**The problem:**
Reproduce every entry below, swapping "photo" for "image" wherever it occurs and leaving all other text unchanged. Omit the pictures from your answer.

**Supplied material:**
= = =
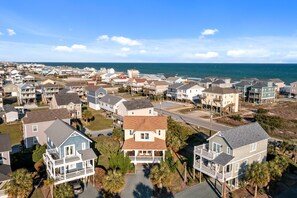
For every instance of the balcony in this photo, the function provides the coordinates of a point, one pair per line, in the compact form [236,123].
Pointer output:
[53,156]
[212,170]
[202,150]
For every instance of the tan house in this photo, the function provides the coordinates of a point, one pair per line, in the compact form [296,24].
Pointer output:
[145,138]
[69,101]
[228,153]
[220,100]
[36,122]
[155,87]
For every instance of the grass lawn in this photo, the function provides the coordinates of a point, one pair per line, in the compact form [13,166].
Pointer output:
[100,122]
[13,130]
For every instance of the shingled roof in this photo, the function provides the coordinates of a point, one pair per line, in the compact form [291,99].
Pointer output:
[109,99]
[244,135]
[5,143]
[66,98]
[220,90]
[145,123]
[45,115]
[137,104]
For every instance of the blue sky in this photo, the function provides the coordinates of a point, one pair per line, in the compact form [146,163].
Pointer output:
[149,31]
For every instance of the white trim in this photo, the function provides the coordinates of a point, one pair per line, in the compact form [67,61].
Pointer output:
[247,157]
[71,136]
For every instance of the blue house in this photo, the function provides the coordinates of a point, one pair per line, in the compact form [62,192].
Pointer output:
[68,156]
[94,94]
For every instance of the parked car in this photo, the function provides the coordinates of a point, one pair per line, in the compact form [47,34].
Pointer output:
[77,188]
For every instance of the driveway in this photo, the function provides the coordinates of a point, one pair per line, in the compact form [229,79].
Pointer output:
[138,185]
[203,190]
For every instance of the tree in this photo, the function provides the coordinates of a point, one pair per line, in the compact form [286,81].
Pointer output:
[64,190]
[257,175]
[21,184]
[160,174]
[114,181]
[87,115]
[118,134]
[121,162]
[50,183]
[38,152]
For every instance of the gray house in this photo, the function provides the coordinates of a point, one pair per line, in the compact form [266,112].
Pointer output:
[110,103]
[228,153]
[69,155]
[5,169]
[94,94]
[10,113]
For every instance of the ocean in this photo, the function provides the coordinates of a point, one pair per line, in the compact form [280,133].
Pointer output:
[286,72]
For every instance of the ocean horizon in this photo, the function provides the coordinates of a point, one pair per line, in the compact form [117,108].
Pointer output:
[285,71]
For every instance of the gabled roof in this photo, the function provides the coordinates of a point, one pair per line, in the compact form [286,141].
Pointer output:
[244,135]
[111,100]
[145,123]
[60,131]
[220,90]
[223,159]
[4,142]
[175,85]
[9,108]
[137,104]
[45,115]
[66,98]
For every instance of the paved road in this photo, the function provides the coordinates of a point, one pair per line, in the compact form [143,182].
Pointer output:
[96,133]
[193,121]
[203,190]
[138,185]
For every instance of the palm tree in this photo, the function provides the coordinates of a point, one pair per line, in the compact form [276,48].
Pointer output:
[257,175]
[64,190]
[50,183]
[87,115]
[21,184]
[160,174]
[114,181]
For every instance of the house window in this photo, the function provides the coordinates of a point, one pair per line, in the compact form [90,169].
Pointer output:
[228,151]
[69,150]
[144,136]
[83,146]
[216,147]
[35,128]
[1,158]
[236,167]
[71,166]
[253,147]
= = =
**Exercise response:**
For every instance of the balcony in this image, the function provides the coordinates of a point, one pair per line, in the compact form [236,123].
Pointer output:
[53,156]
[212,170]
[202,150]
For every instance of the tan house in this image, the function provides the coordinates of a point, one pair per line, in the compact form [296,24].
Pointer output:
[145,138]
[69,101]
[228,153]
[220,100]
[36,122]
[155,87]
For every instance of the grass lawn in this image, the function provides the coordinates of a point, one pair per line, in the compact form [13,166].
Pointer output:
[100,122]
[13,130]
For every instance of the shingled roof in this image, the function provides the coordinates of a point, one pair per line, in the compact form [291,99].
Pointer output:
[109,99]
[244,135]
[5,143]
[66,98]
[220,90]
[145,123]
[45,115]
[137,104]
For every instance of the blue sky in this image, the function provides the coordinates of a point, one pair per line, in the compact form [146,163].
Pointer output:
[149,31]
For every instance of the white trim in this image, the function provides the coordinates of a point, one pair per line, in the compact form [67,61].
Pointer output:
[247,157]
[71,136]
For every instance of the blue house in this image, the function provides the coordinates of a point, one pair per line, in the compact form [62,192].
Pointer output:
[68,156]
[94,94]
For every instance of the parked car in this image, the function provides the coordinates of a point, one pair per line, in the compact form [47,34].
Pointer output:
[77,188]
For every instance of the driveway in this image, the function provides the coordinates of a point, one pair per line, in the compact form [229,79].
Pointer output:
[138,185]
[203,190]
For every instance of the tree in this image, the function provides the coordinates of a point, one pair per line, in the compact form [286,81].
Pointer output:
[64,190]
[257,175]
[21,184]
[160,174]
[114,181]
[87,115]
[118,134]
[121,162]
[50,183]
[38,152]
For every instance of the gray house in this image, the function provides the coordinates of a point, one pair per line, in the compact form [266,112].
Pointer output:
[110,103]
[228,153]
[69,155]
[5,169]
[94,94]
[10,113]
For every instance of the ocean in this image, the function provides the coordinates of a point, one pair per line, in the compact form [280,133].
Pointer output:
[286,72]
For every instance of the ocean horizon in this image, the function provides the coordinates of a point, one pair per line, in the compact form [117,108].
Pointer output:
[285,71]
For every instance of the gabled roof in this image, the function provides the coordinates of a point, one pair per line, in the compact form [286,141].
Pointer output:
[244,135]
[111,100]
[145,123]
[60,131]
[220,90]
[223,159]
[4,142]
[175,85]
[9,108]
[137,104]
[45,115]
[66,98]
For every instance of the paved road in this image, the function provides the coordinates of a point, one pair per line, in the compact form [143,182].
Pointer output:
[96,133]
[193,121]
[203,190]
[138,185]
For every instance of the palm tree in this image, the function provides the coordinates of a point, one pair per line, in the compact form [276,48].
Pointer output:
[257,175]
[64,190]
[50,183]
[87,115]
[21,184]
[160,174]
[114,181]
For every instance of the house window in this image, the function provides the coordinates of a point, one pair per line, in the compact form [90,169].
Pointer output:
[228,151]
[69,150]
[144,136]
[83,146]
[216,147]
[35,128]
[1,158]
[236,167]
[71,166]
[253,147]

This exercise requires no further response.